- Article
********

L’hyperparentalité bascule donc dans ce que l’on pourrait qualifier de totalitarisme éducatif.

Pour rappel, la bienveillance est une disposition affective d’une volonté qui vise le bien et le bonheur d’autrui, la bienveillance est une modalité de l’amour, mais n’est pas le synonyme de l’amour.

Emmanuel Kant, dans Les “Fondements de la Métaphysique des Moeurs” (1785) différencie l’amour pathologique de l’amour pratique.

L’amour pathologique est le sentiment amoureux que l’on éprouve pour quelqu’un et il n’est pas exigible. L’amour pratique, quant à lui, est le devoir d’aimer quelqu’un, c’est donc une obligation.

Le devoir d’aimer c’est l’injonction quasi religieuse d’aimer et de protéger notre prochain. La raison guide cet élan vers autrui. La morale est donc faite d’obligations et de devoirs, cela n’a rien a voir avec notre sensibilité.

Dans nos rapports à autrui, il y a donc une obligation morale d’agir avec bienveillance. Ce comportement ne semble cependant pas relever de la bienveillance mais plutôt de la bienfaisance en l’absence d’élan, de sentiment sincère vis-à-vis de la personne qu’on aide, épaule, accompagne. Cet élan vers autrui est calculé et donc l’aide, le bien que l’on exprime vis-vis d’autrui est pollué par des enjeux personnels.

Dans la bienveillance, il y a l’idée de l’oubli de soi: on est dévoué à autrui et on n’attend pas grand chose en retour.

La bienveillance hypertrophiée des parents pose questions. En effet, ces hyperparents agissent-ils ainsi avec leurs enfants uniquement dans le but de les faire réussir et les rendre heureux? Ou le font-ils plutôt pour parachever leur propre réussite sociale? C’est une question douloureuse car l’amour filial est considéré comme allant de soi, normal.

La pression qu’exercent ces parents sur leurs enfants sous couvert de bienveillance se traduit bien souvent par des injonctions du type:

il faut absolument que tu maîtrises une langue étrangère, que tu joues d’un instrument, que tu sois excellent en mathématiques, que tu saches nager avant l’âge de 3 ans. Il faut que tu vises le 18/ 19 de moyenne au bac pour pouvoir accéder aux meilleures écoles car de nos jours, le bac ne vaut plus rien etc.

********

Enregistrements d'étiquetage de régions
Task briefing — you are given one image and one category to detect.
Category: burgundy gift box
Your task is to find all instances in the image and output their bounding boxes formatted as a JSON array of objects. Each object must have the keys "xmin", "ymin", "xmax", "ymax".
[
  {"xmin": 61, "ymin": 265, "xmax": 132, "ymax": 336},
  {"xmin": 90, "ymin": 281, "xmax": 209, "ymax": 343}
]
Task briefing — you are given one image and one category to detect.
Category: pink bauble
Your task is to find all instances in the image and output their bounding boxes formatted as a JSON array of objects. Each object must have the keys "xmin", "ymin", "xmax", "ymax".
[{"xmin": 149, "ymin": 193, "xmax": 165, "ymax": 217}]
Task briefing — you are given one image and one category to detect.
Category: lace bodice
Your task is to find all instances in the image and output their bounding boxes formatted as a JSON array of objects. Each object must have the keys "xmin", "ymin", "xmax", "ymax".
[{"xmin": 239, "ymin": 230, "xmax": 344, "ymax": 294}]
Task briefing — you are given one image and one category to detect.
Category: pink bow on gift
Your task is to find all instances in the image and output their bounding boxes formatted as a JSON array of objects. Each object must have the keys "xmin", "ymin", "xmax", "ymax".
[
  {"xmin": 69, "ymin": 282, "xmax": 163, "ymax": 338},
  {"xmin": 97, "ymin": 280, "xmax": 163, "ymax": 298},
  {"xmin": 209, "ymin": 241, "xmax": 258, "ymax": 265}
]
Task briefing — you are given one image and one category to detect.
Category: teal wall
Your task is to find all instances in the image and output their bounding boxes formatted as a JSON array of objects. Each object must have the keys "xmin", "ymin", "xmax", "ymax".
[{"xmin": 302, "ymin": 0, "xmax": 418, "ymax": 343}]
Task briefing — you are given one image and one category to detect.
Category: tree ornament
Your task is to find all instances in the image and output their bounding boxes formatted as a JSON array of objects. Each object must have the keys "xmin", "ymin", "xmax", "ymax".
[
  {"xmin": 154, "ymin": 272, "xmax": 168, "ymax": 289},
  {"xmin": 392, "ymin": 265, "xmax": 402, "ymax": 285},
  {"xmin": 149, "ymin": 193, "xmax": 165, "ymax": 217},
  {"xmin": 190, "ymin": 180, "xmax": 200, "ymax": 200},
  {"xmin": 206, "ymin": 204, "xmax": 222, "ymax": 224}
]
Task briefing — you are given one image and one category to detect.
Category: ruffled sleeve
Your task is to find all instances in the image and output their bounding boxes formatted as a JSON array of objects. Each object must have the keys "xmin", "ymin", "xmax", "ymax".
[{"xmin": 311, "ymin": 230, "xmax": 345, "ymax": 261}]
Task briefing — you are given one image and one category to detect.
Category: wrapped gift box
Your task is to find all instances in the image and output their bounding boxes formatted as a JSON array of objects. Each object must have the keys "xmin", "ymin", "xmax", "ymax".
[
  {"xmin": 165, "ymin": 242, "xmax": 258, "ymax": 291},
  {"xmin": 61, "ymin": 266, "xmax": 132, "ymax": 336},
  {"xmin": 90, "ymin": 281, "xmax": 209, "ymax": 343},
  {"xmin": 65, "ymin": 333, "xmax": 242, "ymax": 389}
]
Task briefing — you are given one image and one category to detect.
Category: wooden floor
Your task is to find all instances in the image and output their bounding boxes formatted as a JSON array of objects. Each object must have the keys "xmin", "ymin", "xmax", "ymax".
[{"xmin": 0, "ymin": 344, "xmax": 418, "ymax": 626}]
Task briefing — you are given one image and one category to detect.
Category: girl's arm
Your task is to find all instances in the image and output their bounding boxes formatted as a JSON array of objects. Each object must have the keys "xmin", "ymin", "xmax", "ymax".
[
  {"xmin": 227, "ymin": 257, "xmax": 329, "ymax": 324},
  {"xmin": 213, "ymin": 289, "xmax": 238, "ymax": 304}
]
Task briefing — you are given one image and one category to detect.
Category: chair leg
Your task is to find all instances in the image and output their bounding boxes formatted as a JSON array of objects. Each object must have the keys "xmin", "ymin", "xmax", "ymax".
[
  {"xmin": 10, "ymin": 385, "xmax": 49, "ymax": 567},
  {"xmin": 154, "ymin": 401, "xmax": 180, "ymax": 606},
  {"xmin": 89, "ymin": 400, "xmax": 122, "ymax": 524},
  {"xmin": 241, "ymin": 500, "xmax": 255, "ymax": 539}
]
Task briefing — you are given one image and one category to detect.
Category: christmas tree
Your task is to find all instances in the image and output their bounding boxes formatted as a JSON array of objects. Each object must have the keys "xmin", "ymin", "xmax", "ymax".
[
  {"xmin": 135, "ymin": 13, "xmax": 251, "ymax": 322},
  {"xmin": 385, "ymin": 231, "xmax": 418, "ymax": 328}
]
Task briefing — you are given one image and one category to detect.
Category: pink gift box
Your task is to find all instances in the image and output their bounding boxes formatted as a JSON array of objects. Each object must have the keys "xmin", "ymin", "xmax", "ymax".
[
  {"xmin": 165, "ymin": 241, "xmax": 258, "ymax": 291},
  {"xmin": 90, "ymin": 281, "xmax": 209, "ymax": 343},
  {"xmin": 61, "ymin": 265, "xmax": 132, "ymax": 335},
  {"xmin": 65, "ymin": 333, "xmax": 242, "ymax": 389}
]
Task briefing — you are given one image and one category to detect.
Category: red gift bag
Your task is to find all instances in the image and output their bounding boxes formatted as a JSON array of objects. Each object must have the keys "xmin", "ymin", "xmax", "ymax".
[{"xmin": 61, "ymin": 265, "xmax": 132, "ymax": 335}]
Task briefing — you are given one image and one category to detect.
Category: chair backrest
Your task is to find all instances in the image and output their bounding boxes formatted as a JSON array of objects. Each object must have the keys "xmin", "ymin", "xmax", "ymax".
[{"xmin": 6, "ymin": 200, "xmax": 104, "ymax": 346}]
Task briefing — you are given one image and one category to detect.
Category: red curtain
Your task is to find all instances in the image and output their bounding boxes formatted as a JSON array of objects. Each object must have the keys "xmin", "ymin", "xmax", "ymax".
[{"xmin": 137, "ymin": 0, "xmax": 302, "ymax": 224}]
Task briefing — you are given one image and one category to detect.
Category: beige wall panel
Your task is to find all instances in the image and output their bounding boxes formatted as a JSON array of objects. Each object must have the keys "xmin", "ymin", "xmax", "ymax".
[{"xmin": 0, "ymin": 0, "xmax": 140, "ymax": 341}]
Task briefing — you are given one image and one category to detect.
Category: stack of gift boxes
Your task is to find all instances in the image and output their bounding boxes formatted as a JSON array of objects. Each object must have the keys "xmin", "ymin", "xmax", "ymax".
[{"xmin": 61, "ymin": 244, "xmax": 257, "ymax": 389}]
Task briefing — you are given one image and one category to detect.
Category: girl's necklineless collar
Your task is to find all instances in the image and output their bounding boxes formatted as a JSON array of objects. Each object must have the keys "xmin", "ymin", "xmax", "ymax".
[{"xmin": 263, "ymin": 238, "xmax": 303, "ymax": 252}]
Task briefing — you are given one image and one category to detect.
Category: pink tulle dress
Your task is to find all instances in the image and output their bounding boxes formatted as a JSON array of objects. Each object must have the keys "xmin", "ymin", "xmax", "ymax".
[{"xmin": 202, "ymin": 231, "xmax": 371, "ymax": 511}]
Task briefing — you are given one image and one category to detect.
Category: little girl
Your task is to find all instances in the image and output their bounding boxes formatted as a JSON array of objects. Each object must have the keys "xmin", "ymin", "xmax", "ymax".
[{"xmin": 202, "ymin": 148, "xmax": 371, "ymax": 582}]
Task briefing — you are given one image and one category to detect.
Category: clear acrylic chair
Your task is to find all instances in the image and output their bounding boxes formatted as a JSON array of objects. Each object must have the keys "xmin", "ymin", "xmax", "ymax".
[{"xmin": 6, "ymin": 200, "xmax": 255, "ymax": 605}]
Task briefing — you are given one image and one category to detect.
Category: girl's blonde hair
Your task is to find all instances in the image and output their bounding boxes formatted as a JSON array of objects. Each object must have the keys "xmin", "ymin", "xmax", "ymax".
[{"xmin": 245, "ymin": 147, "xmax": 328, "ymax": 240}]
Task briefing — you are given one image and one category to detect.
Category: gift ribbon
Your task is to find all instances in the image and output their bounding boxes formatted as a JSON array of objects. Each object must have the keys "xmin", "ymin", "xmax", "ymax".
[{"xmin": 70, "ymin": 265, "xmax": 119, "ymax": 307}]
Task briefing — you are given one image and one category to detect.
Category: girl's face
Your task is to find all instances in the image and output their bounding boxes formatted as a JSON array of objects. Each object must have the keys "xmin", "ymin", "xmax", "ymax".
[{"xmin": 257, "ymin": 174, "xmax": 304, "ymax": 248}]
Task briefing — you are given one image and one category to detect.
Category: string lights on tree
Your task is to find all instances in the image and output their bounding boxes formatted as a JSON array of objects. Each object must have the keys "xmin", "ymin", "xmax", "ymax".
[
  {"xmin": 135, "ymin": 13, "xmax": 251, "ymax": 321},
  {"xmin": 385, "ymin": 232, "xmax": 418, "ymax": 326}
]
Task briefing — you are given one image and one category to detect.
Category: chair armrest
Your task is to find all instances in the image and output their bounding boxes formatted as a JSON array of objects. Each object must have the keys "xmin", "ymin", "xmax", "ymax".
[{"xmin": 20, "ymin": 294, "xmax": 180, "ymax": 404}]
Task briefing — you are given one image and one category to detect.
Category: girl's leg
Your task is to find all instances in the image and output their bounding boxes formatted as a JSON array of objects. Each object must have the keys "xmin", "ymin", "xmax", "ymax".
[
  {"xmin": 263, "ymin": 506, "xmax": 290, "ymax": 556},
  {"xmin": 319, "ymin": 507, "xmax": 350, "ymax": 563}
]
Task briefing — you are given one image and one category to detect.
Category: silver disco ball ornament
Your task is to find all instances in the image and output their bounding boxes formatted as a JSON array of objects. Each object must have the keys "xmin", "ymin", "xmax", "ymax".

********

- Consignes
1. Selon l'article, pourquoi l'obligation morale d'agir avec bienveillance envers autrui relèverait-elle plutôt de la bienfaisance ? Répondez en une à trois phrases.
2. Recopiez l'article depuis « L’hyperparentalité bascule donc » jusqu'à « synonyme de l’amour. ».

- Corrigé
1. Ce comportement manque d'élan et de sentiment sincère envers la personne qu'on aide, épaule ou accompagne. Cet élan vers autrui est calculé. Le bien que l'on exprime envers autrui est donc pollué par des enjeux personnels.

2.
L’hyperparentalité bascule donc dans ce que l’on pourrait qualifier de totalitarisme éducatif.

Pour rappel, la bienveillance est une disposition affective d’une volonté qui vise le bien et le bonheur d’autrui, la bienveillance est une modalité de l’amour, mais n’est pas le synonyme de l’amour.